Quoted passage:
(begin)

The Crown submission below
[11] Counsel for the prosecution suggested to the sentencing judge that an appropriate head sentence in this case would be in the order of 18 months to two years, and that the plea of guilty could be reflected in a suspension of that sentence after a period of actual imprisonment. The sentence imposed was consistent with that recommendation and indeed at the higher end. This court has recently held in R v Wilde,[6] and repeated in R v Chambers,[7] that the submissions of counsel for the Crown do not constrain this court where the Crown’s contention as to the level of appropriate penalty is much too lenient,[8] or manifestly too low.[9] That approach by this court is necessary to avoid compounding error, but appropriate respect for the approach to appeals against sentence by an Attorney-General, described in the judgment in Everett v R (1994) 181 CLR 295 at 300 and 307, requires that this court be satisfied that is has clearly been demonstrated on such an appeal that the Crown’s recommendations were manifestly too low.

(end)

Data lines:
(begin)

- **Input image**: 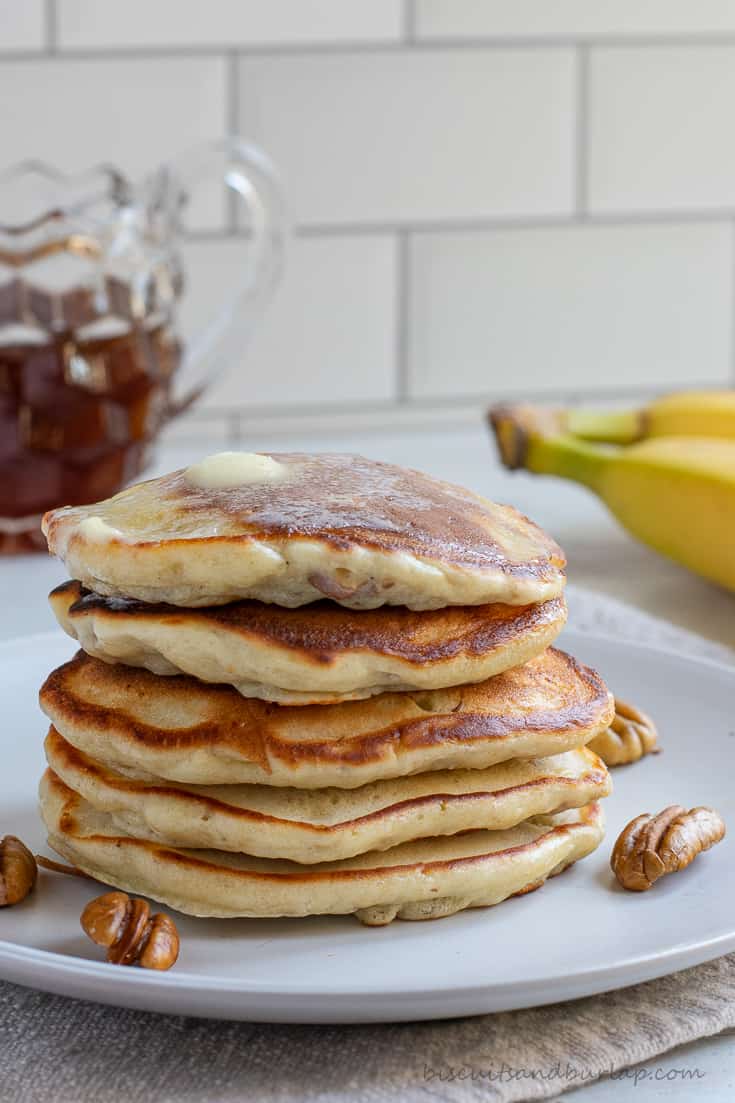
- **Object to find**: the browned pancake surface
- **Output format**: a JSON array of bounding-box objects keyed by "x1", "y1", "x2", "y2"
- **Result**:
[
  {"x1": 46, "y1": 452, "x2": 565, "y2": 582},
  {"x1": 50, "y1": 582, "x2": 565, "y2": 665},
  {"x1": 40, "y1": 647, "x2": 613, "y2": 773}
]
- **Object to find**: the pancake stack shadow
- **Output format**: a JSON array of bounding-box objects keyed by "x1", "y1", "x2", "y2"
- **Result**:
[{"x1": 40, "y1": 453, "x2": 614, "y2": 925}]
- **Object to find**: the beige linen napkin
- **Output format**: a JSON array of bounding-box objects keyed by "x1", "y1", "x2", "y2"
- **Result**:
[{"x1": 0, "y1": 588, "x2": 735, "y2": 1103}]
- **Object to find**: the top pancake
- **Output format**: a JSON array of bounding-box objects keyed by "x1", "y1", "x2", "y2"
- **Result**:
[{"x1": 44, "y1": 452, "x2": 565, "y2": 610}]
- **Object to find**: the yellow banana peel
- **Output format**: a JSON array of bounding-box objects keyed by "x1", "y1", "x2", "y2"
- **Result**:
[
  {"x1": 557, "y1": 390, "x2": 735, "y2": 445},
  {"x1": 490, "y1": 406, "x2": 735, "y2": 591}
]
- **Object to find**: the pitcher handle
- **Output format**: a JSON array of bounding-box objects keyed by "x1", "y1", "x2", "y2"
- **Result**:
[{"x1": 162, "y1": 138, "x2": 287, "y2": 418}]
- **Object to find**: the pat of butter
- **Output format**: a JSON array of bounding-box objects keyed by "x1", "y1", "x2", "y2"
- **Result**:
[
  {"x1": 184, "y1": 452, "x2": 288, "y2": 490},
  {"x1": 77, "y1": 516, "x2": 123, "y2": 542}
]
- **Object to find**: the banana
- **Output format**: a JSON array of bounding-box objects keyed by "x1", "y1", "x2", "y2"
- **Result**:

(end)

Exercise requirements:
A - In the Crown submission passage, what head sentence did counsel for the prosecution suggest to the sentencing judge?
B - Pick up the Crown submission passage after its last sentence and keep writing it.
The lines above have nothing to do with the Crown submission passage.

Answers for the exercise:
A - A head sentence of about 18 months to two years.

B -
Increases in the maximum penalty
[12] In appeals where offences of this nature are involved the matter is complicated by the fact of increases over time in the maximum penalty applicable to such offending behaviour. From 1 July 1975 onwards the maximum penalty provided was seven years imprisonment in respect of offences committed on a child under 14 years of age, and five years imprisonment for offences committed on a child under 16 years of age. By Act No 17 of 1989 the maximum penalty for offending against children under 12, or lineal descendants, or in the offender’s guardianship or care (all circumstances of aggravation) was increased from seven to 10 years, with the penalty otherwise available being a maximum of five years imprisonment. This meant that in respect of children aged 12 and 13, in respect of whom offences were committed with no circumstances of aggravation, the maximum penalty was actually reduced from seven to five years.
[13] Act No 3 of 1997 which came into force on 1 July 1997 increased the maximum penalty from 10 to 14 years imprisonment, where offences were committed with the described circumstances of aggravation. The maximum available penalty in respect of other children was increased from five to 10 years. Act No 3 of 2003 in force from 1 May 2003 has increased the maximum penalty for offences committed with those circumstances of aggravation to 20 years; and in respect of other children from 10 to 14 years. The material placed before the sentencing judge and this court does not clearly demonstrate that at least some offending behaviour by N occurred after the increased penalties relevant to him took effect on 1 July 1997.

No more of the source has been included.